[Records for this exercise — start]
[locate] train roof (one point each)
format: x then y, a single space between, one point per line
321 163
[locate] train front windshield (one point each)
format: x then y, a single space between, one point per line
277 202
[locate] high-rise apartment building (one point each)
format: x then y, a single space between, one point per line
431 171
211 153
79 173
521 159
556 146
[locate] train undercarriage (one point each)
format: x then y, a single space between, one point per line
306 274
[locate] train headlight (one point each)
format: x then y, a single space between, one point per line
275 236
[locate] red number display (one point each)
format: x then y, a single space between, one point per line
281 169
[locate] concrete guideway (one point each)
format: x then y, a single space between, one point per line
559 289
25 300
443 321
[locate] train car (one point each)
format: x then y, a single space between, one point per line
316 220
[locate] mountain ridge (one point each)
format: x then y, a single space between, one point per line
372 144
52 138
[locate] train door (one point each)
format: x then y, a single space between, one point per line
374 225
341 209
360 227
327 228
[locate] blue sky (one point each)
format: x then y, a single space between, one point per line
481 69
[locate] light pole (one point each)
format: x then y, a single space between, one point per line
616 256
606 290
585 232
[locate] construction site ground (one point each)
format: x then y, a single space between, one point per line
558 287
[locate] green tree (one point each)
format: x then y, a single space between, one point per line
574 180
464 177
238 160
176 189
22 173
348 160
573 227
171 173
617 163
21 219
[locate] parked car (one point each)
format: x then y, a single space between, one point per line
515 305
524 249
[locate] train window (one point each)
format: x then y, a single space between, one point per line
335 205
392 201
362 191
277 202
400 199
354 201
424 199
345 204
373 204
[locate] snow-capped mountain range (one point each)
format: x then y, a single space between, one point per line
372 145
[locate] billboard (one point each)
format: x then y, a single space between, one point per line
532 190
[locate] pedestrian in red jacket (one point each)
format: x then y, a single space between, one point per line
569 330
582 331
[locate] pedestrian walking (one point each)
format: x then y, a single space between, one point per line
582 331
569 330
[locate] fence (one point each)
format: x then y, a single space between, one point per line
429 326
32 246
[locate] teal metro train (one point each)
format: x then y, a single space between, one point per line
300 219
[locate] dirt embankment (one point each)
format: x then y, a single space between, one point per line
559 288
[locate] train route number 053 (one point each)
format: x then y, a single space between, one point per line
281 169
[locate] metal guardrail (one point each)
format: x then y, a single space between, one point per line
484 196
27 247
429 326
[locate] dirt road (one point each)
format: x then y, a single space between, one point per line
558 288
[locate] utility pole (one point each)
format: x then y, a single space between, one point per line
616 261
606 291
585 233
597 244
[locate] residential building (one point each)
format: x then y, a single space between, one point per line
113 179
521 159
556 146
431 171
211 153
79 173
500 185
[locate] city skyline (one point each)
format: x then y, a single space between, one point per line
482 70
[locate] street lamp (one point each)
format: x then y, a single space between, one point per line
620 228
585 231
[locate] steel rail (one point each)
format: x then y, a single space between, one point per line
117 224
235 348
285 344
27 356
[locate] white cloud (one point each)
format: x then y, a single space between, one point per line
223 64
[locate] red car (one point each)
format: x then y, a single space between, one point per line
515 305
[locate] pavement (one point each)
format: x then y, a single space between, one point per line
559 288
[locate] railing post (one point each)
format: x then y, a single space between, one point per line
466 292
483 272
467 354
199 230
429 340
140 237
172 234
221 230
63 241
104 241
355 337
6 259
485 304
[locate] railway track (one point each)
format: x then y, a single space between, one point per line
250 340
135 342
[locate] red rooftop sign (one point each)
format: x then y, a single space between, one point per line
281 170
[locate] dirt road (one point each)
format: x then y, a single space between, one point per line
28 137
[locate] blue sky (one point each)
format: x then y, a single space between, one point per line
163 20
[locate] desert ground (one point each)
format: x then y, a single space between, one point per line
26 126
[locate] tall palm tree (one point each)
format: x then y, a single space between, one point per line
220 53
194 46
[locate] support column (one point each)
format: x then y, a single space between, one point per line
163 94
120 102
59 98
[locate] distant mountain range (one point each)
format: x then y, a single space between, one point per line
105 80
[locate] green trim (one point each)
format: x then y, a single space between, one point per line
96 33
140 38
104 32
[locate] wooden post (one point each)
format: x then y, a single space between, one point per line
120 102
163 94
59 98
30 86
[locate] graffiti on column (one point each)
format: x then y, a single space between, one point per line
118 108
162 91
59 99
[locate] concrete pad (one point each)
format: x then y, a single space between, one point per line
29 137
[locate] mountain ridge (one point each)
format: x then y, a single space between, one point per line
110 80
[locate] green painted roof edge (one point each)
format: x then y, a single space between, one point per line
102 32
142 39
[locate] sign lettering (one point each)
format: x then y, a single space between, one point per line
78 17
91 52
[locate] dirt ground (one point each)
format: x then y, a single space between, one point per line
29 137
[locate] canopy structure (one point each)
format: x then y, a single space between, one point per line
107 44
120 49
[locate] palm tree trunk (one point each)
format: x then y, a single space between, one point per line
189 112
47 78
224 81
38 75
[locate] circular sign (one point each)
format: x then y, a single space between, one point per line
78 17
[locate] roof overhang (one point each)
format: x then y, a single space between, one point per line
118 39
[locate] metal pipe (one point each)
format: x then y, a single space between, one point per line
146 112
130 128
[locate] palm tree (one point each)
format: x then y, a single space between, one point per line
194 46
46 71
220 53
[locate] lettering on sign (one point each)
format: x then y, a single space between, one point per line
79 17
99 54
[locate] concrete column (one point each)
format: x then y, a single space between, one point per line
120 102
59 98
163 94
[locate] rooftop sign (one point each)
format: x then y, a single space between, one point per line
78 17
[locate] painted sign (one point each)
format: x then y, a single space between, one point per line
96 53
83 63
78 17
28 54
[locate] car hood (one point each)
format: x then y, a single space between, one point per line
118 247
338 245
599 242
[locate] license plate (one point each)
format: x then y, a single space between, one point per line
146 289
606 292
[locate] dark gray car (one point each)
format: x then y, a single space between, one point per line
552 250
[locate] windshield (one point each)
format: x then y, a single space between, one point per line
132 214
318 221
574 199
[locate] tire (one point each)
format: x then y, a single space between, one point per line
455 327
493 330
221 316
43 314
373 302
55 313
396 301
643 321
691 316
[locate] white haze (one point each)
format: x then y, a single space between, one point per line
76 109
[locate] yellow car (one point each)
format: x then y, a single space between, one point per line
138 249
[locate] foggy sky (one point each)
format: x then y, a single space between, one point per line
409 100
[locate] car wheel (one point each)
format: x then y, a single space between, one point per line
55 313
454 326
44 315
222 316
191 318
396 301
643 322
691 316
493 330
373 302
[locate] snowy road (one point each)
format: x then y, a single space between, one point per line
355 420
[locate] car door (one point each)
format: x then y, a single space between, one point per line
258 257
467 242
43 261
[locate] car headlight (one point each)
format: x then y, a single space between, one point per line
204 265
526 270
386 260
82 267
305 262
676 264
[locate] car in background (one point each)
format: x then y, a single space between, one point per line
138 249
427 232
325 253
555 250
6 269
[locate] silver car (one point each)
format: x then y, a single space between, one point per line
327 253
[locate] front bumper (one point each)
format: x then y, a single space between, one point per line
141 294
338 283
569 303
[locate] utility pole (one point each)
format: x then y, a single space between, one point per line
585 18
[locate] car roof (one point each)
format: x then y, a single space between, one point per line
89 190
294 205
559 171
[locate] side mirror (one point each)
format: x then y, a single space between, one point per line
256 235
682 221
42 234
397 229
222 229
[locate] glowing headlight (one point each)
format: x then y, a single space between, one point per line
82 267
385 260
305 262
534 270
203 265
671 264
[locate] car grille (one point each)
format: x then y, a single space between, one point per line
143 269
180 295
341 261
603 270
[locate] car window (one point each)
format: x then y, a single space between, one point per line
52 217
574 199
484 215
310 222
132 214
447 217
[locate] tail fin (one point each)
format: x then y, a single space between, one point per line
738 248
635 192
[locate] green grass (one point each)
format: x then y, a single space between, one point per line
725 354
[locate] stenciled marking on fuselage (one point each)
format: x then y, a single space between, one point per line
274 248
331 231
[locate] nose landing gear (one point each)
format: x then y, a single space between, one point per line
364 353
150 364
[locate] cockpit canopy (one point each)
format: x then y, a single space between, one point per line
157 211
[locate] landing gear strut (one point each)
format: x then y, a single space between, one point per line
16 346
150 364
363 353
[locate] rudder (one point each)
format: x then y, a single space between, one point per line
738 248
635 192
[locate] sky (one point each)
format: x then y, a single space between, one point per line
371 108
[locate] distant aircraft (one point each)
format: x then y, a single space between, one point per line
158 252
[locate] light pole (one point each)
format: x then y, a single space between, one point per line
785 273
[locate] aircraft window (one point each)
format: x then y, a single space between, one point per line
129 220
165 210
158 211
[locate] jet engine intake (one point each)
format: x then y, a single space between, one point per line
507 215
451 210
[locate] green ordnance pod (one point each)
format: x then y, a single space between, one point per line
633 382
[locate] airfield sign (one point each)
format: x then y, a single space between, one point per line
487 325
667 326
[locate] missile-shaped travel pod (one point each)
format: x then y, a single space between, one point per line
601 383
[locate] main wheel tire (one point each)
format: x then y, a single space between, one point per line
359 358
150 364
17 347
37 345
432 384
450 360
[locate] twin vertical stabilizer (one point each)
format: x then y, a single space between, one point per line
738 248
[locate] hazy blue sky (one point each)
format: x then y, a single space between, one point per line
[Records for this exercise — finish]
Exercise details: Scan the entries above for the string "column" and copy each line that contains it.

Output below:
[locate] support column (one point each)
[locate] graffiti on column (one point each)
[locate] concrete column (one point each)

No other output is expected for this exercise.